Directions for this task - Your task is to extract the lines from the one holding "Could you please indicate the light" through the end of the material. Set them down exactly and add nothing.

Dataset records about object locations -
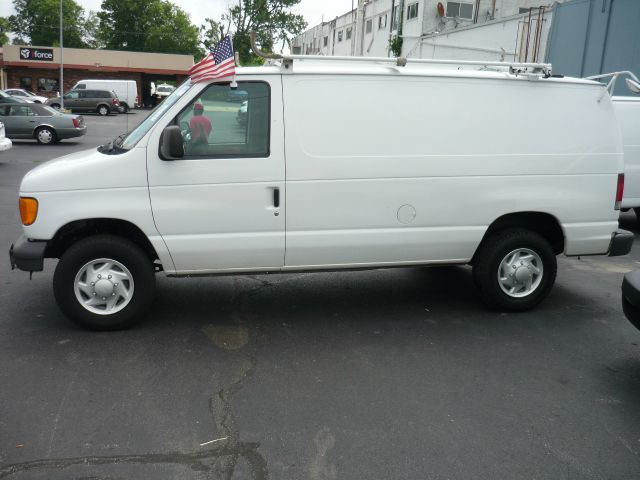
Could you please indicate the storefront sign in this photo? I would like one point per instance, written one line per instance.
(39, 54)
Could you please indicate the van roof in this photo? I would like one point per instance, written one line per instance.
(302, 67)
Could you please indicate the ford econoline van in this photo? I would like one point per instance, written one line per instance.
(337, 165)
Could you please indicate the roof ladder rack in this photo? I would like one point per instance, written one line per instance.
(516, 68)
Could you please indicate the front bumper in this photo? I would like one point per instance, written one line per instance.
(621, 242)
(27, 255)
(71, 132)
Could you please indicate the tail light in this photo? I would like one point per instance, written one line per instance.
(619, 191)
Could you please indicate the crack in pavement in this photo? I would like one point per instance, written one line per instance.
(217, 462)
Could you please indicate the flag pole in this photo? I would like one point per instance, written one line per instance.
(61, 62)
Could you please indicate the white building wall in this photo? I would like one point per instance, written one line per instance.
(498, 40)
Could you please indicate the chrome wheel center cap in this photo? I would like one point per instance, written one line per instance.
(104, 288)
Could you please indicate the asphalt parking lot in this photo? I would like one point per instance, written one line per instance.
(359, 375)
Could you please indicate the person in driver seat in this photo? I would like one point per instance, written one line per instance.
(200, 126)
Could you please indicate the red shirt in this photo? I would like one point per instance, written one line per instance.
(200, 128)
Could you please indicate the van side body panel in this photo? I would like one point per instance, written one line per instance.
(107, 195)
(401, 170)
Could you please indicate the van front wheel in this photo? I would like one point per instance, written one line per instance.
(515, 269)
(104, 282)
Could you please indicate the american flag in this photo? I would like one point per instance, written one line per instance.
(219, 63)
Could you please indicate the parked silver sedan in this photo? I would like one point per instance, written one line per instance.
(40, 122)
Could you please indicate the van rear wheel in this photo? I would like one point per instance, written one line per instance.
(104, 282)
(515, 269)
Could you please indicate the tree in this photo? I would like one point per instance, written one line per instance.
(172, 32)
(272, 20)
(212, 32)
(39, 22)
(151, 26)
(5, 28)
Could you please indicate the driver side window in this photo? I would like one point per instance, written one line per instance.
(224, 122)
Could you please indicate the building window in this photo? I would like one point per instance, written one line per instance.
(48, 84)
(460, 10)
(25, 83)
(412, 11)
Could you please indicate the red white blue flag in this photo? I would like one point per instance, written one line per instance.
(218, 64)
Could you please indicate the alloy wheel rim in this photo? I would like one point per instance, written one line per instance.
(45, 136)
(104, 286)
(520, 272)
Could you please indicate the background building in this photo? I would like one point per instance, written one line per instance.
(579, 37)
(433, 29)
(38, 68)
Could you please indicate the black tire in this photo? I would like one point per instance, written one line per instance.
(494, 250)
(128, 254)
(45, 135)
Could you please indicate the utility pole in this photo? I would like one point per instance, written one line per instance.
(61, 61)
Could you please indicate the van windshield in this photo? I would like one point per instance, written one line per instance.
(136, 134)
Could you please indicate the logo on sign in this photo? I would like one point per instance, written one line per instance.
(42, 54)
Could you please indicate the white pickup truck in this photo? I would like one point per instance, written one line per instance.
(340, 164)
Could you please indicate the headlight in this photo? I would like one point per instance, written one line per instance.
(28, 210)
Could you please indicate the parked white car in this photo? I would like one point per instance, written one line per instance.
(26, 95)
(5, 143)
(340, 165)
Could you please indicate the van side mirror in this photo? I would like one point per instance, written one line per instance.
(171, 146)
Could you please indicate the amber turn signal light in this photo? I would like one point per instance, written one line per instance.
(28, 210)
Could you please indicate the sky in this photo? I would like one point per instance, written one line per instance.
(312, 10)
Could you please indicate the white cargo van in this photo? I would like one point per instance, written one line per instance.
(126, 90)
(339, 165)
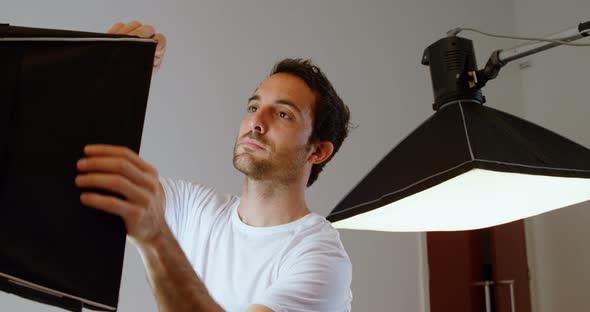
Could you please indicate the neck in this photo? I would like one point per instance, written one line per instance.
(267, 203)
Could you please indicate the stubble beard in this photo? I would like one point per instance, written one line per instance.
(281, 168)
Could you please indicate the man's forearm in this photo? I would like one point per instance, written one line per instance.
(174, 282)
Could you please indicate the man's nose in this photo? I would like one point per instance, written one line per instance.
(258, 121)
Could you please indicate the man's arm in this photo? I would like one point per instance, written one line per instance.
(118, 169)
(173, 280)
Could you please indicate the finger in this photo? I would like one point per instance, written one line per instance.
(144, 31)
(114, 183)
(119, 166)
(157, 63)
(120, 151)
(106, 203)
(115, 28)
(131, 26)
(162, 41)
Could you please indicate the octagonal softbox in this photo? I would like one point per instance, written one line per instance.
(61, 90)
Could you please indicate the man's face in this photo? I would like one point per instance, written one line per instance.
(272, 143)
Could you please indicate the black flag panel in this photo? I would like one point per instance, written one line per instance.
(61, 90)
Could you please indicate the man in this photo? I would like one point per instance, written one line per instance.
(264, 251)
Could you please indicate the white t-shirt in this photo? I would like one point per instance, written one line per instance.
(298, 266)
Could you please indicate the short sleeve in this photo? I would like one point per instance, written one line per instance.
(188, 208)
(317, 278)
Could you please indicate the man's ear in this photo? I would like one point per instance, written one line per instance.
(321, 152)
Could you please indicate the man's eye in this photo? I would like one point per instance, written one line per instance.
(284, 115)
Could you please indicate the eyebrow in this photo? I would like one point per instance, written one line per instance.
(255, 97)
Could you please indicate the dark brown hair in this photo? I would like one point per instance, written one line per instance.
(331, 115)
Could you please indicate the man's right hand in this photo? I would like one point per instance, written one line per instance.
(136, 28)
(120, 170)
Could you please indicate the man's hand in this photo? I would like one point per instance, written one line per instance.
(120, 170)
(136, 28)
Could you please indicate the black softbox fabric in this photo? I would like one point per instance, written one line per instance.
(61, 90)
(458, 138)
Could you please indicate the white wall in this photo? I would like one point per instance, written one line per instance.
(220, 50)
(555, 91)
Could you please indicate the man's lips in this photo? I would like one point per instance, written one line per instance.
(253, 144)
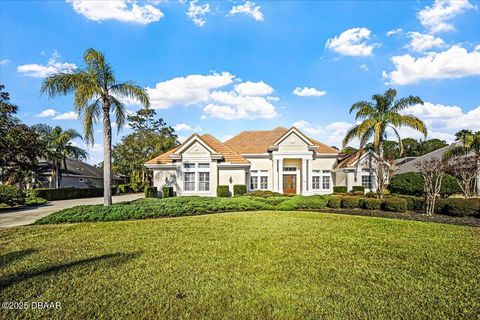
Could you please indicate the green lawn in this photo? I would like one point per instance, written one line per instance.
(259, 265)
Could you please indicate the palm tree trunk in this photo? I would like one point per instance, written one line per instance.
(107, 156)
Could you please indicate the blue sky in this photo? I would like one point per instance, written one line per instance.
(224, 67)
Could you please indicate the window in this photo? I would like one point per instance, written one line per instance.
(253, 182)
(204, 181)
(189, 180)
(367, 182)
(264, 182)
(316, 182)
(325, 182)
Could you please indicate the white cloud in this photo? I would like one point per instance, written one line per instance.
(247, 9)
(120, 10)
(231, 106)
(308, 92)
(186, 127)
(421, 41)
(71, 115)
(436, 18)
(456, 62)
(42, 71)
(394, 32)
(47, 113)
(249, 88)
(197, 12)
(352, 42)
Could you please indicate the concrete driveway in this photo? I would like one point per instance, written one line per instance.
(24, 216)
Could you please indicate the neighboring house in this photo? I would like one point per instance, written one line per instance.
(76, 174)
(281, 160)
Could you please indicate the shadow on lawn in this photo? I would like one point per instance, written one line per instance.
(107, 260)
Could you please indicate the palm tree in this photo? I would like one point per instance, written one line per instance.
(379, 117)
(57, 146)
(468, 143)
(96, 94)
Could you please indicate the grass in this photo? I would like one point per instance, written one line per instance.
(263, 265)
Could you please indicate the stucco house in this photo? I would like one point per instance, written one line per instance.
(281, 160)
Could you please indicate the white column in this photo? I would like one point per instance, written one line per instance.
(304, 176)
(280, 175)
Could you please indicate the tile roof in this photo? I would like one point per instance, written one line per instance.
(252, 142)
(228, 154)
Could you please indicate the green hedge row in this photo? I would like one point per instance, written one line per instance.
(68, 193)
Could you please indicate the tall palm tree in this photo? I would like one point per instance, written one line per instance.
(96, 94)
(379, 117)
(468, 143)
(57, 146)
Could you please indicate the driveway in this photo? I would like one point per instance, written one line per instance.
(21, 217)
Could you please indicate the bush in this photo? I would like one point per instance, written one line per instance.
(11, 195)
(334, 202)
(372, 204)
(124, 188)
(264, 193)
(458, 207)
(35, 201)
(340, 189)
(68, 193)
(150, 192)
(358, 188)
(223, 191)
(239, 189)
(303, 202)
(349, 202)
(394, 204)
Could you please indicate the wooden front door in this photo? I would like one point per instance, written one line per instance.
(290, 183)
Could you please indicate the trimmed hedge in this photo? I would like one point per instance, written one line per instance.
(372, 204)
(394, 204)
(349, 202)
(340, 189)
(239, 189)
(68, 193)
(11, 195)
(223, 192)
(150, 192)
(334, 202)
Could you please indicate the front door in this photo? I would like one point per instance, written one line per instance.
(290, 183)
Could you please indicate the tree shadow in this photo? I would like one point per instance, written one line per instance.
(8, 258)
(113, 260)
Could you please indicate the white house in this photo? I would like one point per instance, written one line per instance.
(281, 160)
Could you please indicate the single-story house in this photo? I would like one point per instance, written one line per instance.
(281, 160)
(74, 173)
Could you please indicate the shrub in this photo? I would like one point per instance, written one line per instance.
(264, 193)
(123, 188)
(239, 189)
(223, 191)
(150, 192)
(358, 188)
(394, 204)
(340, 189)
(303, 202)
(334, 202)
(167, 192)
(458, 207)
(35, 201)
(68, 193)
(11, 195)
(372, 204)
(349, 202)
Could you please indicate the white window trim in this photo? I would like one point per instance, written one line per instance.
(196, 180)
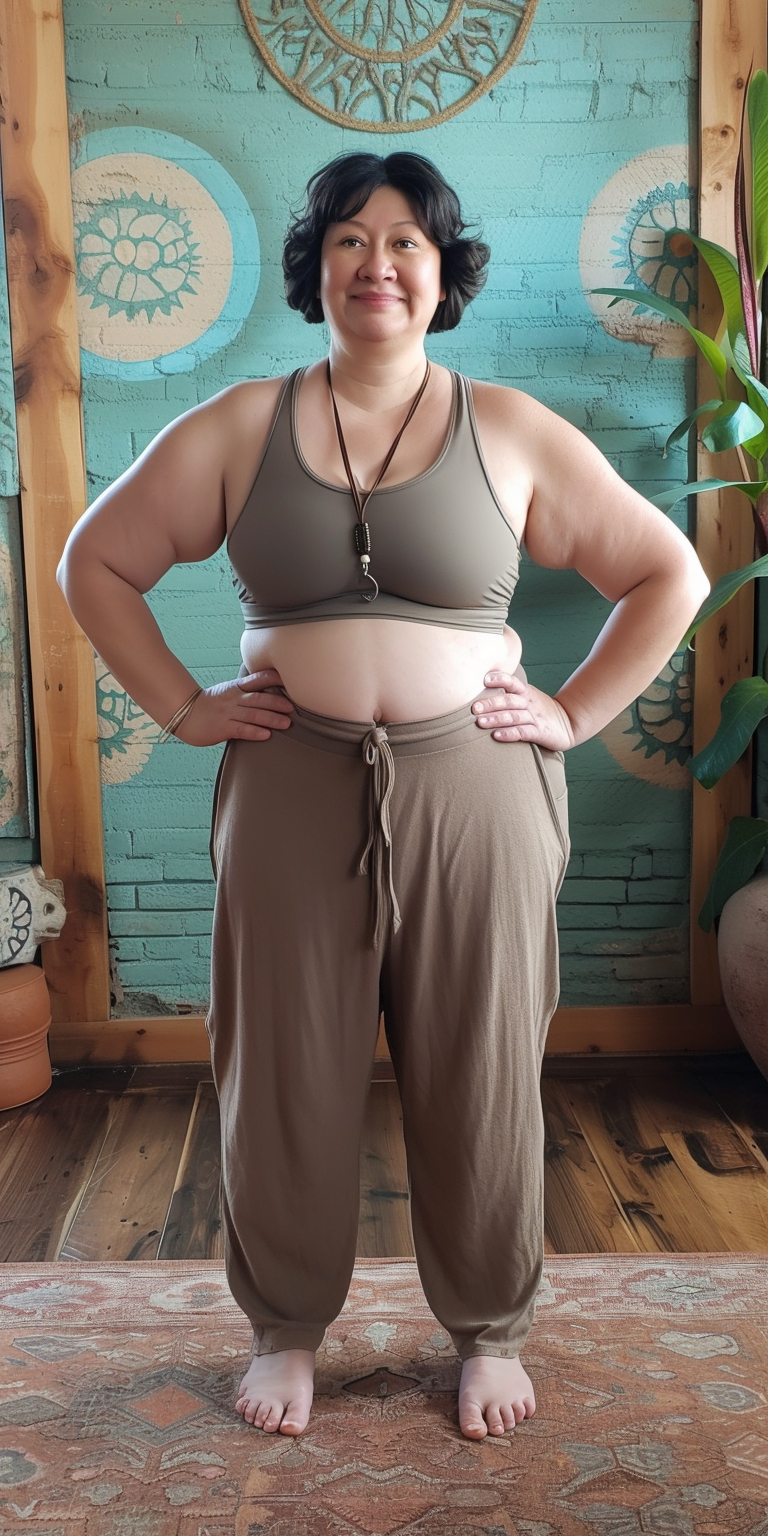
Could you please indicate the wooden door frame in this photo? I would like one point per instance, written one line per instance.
(36, 166)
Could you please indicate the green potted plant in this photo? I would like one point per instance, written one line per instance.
(738, 418)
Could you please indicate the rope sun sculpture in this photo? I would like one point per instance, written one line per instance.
(387, 65)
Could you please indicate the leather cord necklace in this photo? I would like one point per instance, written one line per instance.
(361, 527)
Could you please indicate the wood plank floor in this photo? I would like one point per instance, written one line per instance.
(644, 1154)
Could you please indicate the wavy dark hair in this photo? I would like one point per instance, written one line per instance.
(341, 188)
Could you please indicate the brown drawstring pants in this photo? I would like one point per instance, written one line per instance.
(410, 868)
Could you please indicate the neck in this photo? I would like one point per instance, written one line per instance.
(377, 381)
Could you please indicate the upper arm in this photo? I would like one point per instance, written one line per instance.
(169, 506)
(582, 515)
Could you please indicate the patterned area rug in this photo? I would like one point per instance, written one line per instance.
(117, 1384)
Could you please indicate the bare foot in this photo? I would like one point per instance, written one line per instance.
(275, 1392)
(495, 1395)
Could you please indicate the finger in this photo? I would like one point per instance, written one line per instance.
(506, 718)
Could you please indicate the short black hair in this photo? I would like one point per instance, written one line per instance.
(341, 188)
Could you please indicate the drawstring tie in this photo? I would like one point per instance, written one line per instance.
(378, 756)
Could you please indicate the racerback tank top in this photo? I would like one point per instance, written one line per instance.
(441, 549)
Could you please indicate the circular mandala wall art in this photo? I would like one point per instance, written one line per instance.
(652, 738)
(126, 733)
(166, 254)
(387, 65)
(627, 241)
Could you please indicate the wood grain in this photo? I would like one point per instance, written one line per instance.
(183, 1039)
(384, 1208)
(716, 1163)
(192, 1226)
(123, 1208)
(662, 1211)
(581, 1215)
(733, 37)
(34, 148)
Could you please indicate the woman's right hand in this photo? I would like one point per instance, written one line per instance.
(237, 710)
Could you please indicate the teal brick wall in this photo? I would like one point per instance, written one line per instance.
(596, 85)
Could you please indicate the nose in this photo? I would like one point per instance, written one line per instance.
(377, 264)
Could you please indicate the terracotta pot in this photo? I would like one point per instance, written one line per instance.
(25, 1016)
(742, 946)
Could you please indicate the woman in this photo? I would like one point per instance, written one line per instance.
(389, 813)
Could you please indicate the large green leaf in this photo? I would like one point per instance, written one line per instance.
(758, 109)
(741, 713)
(668, 498)
(722, 592)
(685, 426)
(725, 272)
(733, 424)
(707, 346)
(739, 857)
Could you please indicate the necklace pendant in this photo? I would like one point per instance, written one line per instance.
(363, 539)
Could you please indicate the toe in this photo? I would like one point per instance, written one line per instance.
(472, 1421)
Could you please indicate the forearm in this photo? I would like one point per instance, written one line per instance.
(642, 632)
(123, 630)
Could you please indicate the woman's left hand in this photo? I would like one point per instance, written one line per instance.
(516, 711)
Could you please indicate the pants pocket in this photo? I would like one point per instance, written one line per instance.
(552, 774)
(214, 808)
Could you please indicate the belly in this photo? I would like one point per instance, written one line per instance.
(380, 668)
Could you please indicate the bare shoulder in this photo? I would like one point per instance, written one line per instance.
(246, 412)
(501, 406)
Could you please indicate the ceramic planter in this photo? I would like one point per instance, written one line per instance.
(742, 948)
(25, 1016)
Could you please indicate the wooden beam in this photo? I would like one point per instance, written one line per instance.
(34, 151)
(731, 37)
(652, 1029)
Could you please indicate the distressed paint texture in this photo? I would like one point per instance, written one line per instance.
(595, 85)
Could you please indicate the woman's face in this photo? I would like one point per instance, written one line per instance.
(380, 274)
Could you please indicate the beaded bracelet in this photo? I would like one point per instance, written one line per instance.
(182, 713)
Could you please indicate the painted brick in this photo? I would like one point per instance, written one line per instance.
(638, 914)
(595, 85)
(650, 966)
(143, 923)
(175, 896)
(189, 840)
(197, 922)
(128, 950)
(589, 891)
(642, 867)
(152, 974)
(658, 891)
(607, 865)
(182, 950)
(117, 844)
(672, 862)
(189, 868)
(134, 871)
(599, 916)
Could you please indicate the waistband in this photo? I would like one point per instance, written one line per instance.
(406, 738)
(380, 745)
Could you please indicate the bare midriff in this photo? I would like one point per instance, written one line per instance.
(380, 668)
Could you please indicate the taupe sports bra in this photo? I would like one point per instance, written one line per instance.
(441, 547)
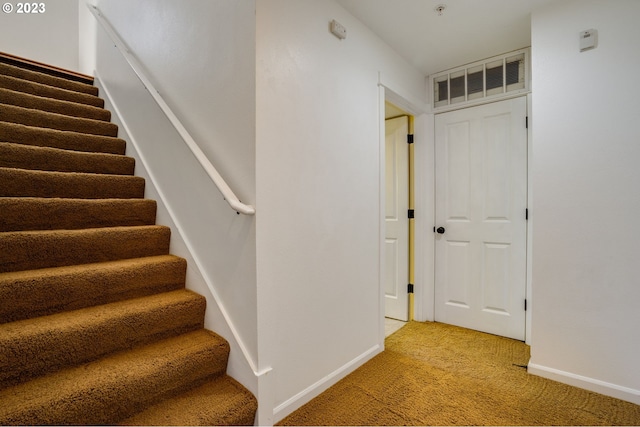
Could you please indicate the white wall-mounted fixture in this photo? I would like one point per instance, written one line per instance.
(439, 9)
(338, 30)
(588, 39)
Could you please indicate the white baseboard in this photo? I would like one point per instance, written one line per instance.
(591, 384)
(295, 402)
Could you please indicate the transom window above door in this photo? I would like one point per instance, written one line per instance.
(490, 79)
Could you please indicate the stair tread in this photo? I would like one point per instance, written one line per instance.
(221, 401)
(37, 213)
(45, 91)
(30, 183)
(44, 119)
(51, 290)
(118, 385)
(20, 156)
(46, 344)
(75, 141)
(27, 250)
(34, 76)
(68, 108)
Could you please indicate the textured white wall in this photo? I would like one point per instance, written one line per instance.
(318, 188)
(50, 37)
(586, 200)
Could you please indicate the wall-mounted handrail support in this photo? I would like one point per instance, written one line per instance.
(217, 179)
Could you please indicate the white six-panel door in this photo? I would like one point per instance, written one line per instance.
(481, 197)
(396, 219)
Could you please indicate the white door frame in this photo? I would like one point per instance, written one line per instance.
(423, 250)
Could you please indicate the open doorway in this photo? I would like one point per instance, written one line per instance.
(399, 227)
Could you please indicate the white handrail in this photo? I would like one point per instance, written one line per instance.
(217, 179)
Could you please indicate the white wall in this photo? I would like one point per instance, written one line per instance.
(201, 58)
(318, 192)
(50, 37)
(586, 176)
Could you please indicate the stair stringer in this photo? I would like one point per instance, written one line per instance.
(242, 363)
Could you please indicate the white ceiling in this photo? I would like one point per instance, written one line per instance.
(467, 31)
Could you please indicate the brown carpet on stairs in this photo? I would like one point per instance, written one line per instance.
(96, 326)
(437, 374)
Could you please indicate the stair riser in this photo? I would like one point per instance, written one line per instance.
(29, 294)
(22, 183)
(20, 99)
(41, 346)
(42, 137)
(55, 160)
(45, 91)
(128, 382)
(13, 71)
(29, 250)
(25, 214)
(36, 118)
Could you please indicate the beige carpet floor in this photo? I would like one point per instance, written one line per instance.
(436, 374)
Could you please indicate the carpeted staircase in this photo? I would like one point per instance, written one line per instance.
(96, 326)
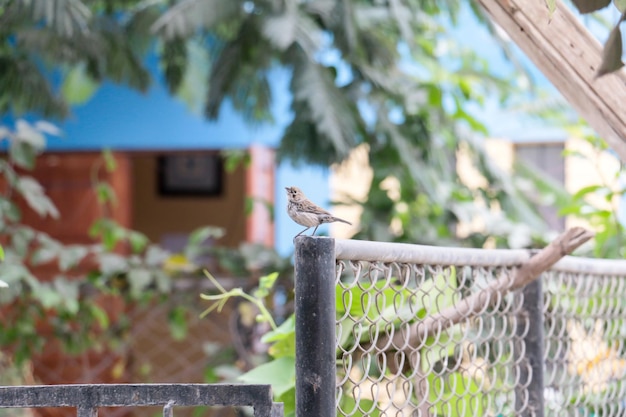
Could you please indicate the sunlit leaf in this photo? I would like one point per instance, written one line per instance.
(78, 87)
(612, 53)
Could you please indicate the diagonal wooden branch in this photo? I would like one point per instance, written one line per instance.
(472, 305)
(569, 56)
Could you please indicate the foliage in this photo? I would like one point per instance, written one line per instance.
(599, 204)
(612, 53)
(80, 43)
(60, 292)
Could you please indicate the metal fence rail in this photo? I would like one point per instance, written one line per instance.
(87, 398)
(556, 347)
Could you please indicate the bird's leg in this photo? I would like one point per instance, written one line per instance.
(302, 232)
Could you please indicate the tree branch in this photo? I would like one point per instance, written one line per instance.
(472, 305)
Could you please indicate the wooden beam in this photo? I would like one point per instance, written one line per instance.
(569, 56)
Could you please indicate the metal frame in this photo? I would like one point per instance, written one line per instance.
(87, 398)
(315, 263)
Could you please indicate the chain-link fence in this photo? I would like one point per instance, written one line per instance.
(417, 333)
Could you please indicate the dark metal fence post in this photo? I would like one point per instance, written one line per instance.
(315, 327)
(530, 325)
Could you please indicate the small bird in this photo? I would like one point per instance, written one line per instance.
(305, 213)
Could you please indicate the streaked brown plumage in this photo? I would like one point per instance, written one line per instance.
(305, 213)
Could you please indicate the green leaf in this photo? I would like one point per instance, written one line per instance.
(612, 53)
(187, 16)
(78, 86)
(587, 190)
(138, 241)
(139, 280)
(234, 158)
(285, 330)
(280, 373)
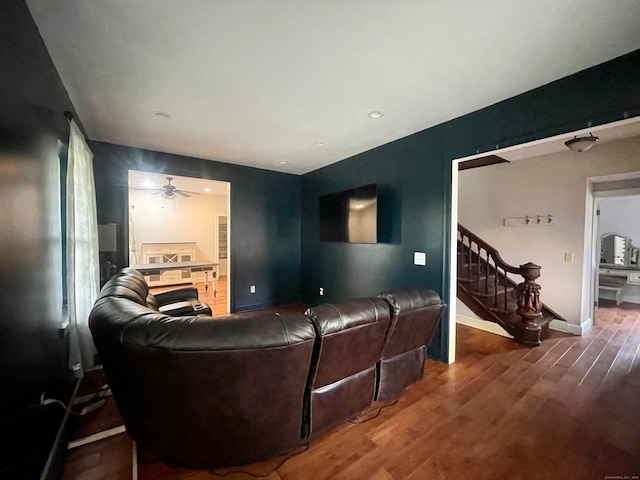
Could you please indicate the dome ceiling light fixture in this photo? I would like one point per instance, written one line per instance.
(581, 144)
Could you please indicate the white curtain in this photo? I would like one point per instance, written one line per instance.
(83, 269)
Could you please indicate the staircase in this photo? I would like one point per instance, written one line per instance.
(486, 285)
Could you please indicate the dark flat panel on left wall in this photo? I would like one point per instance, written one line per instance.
(481, 162)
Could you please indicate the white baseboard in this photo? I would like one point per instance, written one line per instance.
(483, 325)
(581, 329)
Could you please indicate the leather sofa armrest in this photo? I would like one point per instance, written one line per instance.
(175, 295)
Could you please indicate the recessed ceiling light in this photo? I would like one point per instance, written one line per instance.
(581, 144)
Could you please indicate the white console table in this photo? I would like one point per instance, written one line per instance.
(175, 273)
(614, 279)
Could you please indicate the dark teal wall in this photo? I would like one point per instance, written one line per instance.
(414, 176)
(265, 217)
(33, 355)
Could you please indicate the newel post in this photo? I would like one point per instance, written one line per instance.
(529, 329)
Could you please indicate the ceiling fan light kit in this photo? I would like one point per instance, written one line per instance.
(168, 191)
(581, 144)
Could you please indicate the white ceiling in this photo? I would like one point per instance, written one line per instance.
(258, 83)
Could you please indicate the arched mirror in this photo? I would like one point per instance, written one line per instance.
(618, 250)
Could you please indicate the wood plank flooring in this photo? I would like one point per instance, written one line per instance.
(217, 302)
(569, 409)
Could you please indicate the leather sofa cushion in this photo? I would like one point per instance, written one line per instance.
(354, 330)
(203, 332)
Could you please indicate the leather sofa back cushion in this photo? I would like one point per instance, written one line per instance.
(354, 330)
(415, 316)
(259, 331)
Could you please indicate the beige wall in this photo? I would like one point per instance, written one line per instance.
(553, 184)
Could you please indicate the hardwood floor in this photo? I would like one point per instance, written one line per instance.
(568, 409)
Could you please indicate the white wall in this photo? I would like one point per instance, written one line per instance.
(181, 220)
(553, 184)
(621, 215)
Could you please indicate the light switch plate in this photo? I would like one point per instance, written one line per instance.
(419, 258)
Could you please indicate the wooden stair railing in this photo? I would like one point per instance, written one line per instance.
(484, 285)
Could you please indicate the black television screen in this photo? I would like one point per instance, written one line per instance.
(350, 216)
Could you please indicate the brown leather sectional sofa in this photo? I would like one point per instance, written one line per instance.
(205, 392)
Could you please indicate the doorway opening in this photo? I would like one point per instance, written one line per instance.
(616, 240)
(178, 234)
(573, 259)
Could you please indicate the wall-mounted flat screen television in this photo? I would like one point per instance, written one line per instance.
(350, 216)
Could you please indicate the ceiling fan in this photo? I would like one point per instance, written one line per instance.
(168, 191)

Result -
Could you please indicate the light switch plate in this photo? I would like one point per instance, written one line per instance.
(419, 258)
Could you please indicate the wooden stair railing in this photo? I would like one point per instance, written one line per instance.
(484, 285)
Could you please indicate the black television screen in this photo? I would like one point per instance, written one line per instance.
(350, 216)
Could you please indicate the brown leather sectional sofa in this photo? I would like one point per instance, written one line per instance.
(205, 392)
Could you please indicate the doorway opening in this photo? I would like one point per instance, written one line per instance.
(616, 240)
(178, 234)
(573, 259)
Could you please indicate the wall-mounted flat screen television in this photo? I would like one point per instance, written one line per instance.
(350, 216)
Could you please indicate the ceiling fan in this photo? I would like one point per instance, written one line per instance.
(168, 191)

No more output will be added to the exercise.